Pick out and copy every line below that has the word "give".

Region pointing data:
┄┄┄┄┄┄┄┄┄┄┄┄┄┄┄┄┄┄┄┄

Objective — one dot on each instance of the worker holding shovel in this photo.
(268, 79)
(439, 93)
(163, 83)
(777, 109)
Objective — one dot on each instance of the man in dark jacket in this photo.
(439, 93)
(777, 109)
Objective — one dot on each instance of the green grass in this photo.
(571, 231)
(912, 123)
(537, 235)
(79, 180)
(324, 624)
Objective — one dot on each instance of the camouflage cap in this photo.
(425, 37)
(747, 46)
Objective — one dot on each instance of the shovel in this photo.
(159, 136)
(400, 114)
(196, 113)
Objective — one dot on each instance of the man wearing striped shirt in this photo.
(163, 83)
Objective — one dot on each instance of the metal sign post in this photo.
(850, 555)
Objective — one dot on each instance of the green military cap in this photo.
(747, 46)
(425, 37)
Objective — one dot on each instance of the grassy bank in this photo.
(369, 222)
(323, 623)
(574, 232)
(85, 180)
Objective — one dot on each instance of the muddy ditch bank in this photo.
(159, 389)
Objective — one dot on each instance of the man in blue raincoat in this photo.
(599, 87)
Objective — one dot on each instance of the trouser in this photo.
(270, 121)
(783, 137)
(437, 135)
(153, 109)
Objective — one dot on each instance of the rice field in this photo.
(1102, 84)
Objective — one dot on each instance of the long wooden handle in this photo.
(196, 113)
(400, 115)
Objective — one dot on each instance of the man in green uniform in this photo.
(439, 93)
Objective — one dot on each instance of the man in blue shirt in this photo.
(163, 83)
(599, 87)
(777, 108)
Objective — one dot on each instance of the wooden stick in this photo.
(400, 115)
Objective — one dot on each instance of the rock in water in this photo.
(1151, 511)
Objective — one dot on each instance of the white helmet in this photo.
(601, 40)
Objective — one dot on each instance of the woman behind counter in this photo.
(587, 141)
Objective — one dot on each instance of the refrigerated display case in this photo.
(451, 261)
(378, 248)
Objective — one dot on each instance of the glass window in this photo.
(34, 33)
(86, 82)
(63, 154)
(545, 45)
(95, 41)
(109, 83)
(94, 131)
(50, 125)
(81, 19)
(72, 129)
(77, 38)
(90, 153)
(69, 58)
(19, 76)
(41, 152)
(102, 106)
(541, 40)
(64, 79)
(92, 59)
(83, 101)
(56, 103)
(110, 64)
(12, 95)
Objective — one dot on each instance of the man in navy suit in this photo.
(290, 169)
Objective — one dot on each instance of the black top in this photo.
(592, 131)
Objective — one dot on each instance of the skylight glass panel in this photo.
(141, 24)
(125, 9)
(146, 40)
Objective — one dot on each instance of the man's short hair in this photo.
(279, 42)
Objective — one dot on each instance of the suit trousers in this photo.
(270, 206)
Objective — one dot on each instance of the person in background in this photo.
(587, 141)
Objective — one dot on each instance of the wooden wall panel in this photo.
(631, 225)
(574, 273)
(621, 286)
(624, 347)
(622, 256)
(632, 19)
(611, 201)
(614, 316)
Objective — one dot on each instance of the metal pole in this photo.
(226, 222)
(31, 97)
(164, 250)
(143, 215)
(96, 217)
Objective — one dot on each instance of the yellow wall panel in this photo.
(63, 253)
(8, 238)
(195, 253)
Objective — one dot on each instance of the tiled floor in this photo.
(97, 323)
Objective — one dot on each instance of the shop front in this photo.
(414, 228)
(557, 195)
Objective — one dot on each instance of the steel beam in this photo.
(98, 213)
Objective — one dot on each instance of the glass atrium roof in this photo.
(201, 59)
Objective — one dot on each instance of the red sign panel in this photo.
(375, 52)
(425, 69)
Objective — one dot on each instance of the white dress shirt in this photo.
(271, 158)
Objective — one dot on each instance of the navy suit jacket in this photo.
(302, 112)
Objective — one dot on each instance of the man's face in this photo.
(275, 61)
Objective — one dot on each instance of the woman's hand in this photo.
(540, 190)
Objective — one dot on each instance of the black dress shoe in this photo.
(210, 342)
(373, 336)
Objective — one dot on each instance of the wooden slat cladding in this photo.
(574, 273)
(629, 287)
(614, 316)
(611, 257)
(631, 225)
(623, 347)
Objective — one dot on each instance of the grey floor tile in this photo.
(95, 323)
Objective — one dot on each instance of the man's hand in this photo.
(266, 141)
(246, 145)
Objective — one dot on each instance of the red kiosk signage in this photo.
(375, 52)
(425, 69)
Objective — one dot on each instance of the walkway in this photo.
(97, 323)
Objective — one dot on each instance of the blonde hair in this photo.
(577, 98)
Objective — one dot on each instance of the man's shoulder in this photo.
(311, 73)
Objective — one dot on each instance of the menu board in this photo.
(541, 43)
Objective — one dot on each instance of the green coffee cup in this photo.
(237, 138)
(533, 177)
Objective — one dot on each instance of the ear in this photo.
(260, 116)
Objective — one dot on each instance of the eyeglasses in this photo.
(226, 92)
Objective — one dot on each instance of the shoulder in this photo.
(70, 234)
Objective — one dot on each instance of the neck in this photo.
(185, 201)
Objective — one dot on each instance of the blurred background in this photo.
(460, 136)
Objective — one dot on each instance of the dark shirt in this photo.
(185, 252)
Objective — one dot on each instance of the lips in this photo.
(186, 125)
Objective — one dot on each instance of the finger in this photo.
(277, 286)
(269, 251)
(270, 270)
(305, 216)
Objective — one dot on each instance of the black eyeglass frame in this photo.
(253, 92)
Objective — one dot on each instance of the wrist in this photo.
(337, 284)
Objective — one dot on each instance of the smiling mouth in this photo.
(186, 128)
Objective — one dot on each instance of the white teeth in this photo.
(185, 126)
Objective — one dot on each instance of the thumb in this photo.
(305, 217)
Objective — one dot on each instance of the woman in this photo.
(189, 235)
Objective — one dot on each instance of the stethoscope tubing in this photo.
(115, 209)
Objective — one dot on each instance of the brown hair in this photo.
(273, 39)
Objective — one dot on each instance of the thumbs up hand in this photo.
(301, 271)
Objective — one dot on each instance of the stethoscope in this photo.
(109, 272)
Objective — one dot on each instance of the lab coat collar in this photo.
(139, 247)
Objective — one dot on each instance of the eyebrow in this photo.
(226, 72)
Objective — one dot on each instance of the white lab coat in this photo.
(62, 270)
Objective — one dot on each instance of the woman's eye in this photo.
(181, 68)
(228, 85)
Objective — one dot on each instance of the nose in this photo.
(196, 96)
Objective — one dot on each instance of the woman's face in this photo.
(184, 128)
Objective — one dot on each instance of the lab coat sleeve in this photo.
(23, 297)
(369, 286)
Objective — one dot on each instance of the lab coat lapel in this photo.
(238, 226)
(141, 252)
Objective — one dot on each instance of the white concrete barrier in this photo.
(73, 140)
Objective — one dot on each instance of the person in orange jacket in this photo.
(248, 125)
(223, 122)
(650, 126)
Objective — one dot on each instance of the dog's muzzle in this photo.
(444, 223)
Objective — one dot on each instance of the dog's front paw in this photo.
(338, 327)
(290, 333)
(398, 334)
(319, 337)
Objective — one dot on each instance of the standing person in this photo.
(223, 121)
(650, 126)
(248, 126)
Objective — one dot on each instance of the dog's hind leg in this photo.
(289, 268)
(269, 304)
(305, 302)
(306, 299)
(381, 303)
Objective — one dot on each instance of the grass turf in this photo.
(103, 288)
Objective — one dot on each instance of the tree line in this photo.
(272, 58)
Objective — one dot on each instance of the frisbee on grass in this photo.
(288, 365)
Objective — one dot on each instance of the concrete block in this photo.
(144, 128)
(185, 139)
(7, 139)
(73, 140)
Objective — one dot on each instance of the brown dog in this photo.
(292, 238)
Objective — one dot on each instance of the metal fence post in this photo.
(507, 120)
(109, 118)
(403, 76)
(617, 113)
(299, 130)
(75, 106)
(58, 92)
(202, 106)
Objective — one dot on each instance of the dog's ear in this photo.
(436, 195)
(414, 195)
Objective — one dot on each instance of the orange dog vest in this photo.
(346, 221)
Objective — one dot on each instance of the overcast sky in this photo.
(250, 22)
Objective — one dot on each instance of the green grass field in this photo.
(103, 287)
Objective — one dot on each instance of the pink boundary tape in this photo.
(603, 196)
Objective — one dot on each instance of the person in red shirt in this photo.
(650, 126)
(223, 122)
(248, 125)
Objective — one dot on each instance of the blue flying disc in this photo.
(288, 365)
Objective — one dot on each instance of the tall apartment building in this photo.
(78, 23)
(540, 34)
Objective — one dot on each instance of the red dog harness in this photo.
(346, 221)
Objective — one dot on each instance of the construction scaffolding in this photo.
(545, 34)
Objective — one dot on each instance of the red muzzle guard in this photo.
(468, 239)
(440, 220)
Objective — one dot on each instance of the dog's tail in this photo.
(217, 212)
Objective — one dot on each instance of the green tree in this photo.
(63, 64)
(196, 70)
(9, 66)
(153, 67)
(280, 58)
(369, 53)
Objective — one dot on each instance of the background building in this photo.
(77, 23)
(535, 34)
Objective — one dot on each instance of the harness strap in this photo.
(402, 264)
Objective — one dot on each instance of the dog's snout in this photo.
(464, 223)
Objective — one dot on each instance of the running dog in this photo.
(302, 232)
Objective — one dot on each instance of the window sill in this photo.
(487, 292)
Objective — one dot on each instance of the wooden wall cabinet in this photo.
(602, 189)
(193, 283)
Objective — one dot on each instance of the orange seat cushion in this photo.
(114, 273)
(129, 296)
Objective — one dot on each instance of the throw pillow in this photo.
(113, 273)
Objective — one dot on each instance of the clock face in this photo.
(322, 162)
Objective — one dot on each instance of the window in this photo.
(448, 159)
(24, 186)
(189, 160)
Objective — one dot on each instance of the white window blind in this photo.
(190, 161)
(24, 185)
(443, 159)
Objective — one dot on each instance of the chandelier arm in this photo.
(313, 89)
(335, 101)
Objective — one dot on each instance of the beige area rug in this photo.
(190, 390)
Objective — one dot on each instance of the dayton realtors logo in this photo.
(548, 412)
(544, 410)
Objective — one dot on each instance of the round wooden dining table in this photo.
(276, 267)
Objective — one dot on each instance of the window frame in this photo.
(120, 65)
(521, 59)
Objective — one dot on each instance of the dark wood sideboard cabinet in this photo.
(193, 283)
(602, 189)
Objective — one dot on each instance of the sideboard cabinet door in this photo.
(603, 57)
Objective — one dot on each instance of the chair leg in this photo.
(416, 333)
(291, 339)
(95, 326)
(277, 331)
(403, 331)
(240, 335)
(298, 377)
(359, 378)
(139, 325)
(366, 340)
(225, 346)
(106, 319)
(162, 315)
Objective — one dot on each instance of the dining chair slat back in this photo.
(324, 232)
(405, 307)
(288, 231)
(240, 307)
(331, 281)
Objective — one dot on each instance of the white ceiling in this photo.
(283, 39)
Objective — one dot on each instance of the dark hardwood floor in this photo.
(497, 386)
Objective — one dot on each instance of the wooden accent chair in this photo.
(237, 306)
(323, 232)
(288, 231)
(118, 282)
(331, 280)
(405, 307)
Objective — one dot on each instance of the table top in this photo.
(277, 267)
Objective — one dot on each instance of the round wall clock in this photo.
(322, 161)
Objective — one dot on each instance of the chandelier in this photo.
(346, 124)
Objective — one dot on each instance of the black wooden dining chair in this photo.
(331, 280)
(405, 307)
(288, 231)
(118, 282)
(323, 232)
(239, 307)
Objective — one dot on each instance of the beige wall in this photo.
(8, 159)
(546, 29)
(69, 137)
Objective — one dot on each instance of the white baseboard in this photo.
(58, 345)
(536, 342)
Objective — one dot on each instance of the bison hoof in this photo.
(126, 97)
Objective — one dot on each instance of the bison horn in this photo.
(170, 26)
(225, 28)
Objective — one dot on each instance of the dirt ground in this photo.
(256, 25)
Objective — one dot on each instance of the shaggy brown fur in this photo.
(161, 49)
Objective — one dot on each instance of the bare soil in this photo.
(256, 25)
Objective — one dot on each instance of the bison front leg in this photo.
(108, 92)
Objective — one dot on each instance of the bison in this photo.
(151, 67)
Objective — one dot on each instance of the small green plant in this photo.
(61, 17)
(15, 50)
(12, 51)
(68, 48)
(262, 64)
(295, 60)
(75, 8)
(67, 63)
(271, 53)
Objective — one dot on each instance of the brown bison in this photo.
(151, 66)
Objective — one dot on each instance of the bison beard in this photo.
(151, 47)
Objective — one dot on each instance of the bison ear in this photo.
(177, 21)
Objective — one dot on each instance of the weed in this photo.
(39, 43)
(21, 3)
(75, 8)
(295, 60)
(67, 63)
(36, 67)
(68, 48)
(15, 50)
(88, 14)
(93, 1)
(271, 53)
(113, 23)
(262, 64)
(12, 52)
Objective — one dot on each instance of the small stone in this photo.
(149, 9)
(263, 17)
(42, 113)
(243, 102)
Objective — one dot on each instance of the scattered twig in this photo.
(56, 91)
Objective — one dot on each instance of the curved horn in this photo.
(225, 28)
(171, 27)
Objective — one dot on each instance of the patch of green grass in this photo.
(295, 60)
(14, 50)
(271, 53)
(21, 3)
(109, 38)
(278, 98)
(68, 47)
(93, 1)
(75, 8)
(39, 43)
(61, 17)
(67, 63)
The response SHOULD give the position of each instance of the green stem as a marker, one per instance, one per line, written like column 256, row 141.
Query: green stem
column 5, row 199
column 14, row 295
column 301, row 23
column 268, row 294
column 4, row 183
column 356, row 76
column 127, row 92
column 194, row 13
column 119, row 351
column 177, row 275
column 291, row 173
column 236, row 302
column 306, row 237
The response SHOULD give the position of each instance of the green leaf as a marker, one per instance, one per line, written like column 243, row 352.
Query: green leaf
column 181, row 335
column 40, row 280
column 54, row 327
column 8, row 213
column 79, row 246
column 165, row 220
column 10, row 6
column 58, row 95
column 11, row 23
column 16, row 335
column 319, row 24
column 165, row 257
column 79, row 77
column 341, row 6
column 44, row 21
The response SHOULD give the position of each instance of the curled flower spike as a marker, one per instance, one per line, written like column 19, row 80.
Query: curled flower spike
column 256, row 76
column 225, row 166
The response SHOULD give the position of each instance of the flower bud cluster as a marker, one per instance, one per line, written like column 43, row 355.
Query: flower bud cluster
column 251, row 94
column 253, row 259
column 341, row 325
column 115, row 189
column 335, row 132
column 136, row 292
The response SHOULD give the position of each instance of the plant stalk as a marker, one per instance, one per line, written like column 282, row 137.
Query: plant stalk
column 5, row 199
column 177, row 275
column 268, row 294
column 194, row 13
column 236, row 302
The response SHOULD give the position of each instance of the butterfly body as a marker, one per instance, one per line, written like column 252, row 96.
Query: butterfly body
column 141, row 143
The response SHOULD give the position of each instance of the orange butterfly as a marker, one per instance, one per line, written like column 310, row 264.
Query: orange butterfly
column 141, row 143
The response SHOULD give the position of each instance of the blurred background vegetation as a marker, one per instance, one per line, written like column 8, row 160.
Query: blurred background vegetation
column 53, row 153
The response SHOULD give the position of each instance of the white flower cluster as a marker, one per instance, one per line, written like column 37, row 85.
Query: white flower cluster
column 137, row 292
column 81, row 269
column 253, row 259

┄┄┄┄┄┄┄┄┄┄┄┄┄┄┄┄┄┄┄┄

→ RESPONSE BOX
The response SHOULD give the position of each instance of the green stem as a marker, one per instance, one per line, written like column 256, row 141.
The response SHOULD give the position of each instance of the green leaf as a marker, one per instance, one per line, written like column 243, row 352.
The response SHOULD give the position of each instance of the curled flower spike as a marker, one per instance, one per line, written like column 19, row 80.
The response SHOULD give the position of each instance of the flower bud cluster as a marker, one per instance, one per line, written like column 43, row 355.
The response SHOULD give the position of each instance of the plant stalk as a marker, one per instance, one per line, written like column 282, row 137.
The response SHOULD give the position of each instance of the butterfly body as a marker, one per instance, one per line, written like column 252, row 96.
The response SHOULD give the position of each instance of the orange butterfly as a marker, one per instance, one per line, written like column 310, row 264.
The response SHOULD give the position of each instance of the blurred background vegetation as a marker, one per instance, one per line, written like column 8, row 160.
The response SHOULD give the position of each instance of the white flower cluster as a marker, one per instance, one per line, written like column 37, row 85.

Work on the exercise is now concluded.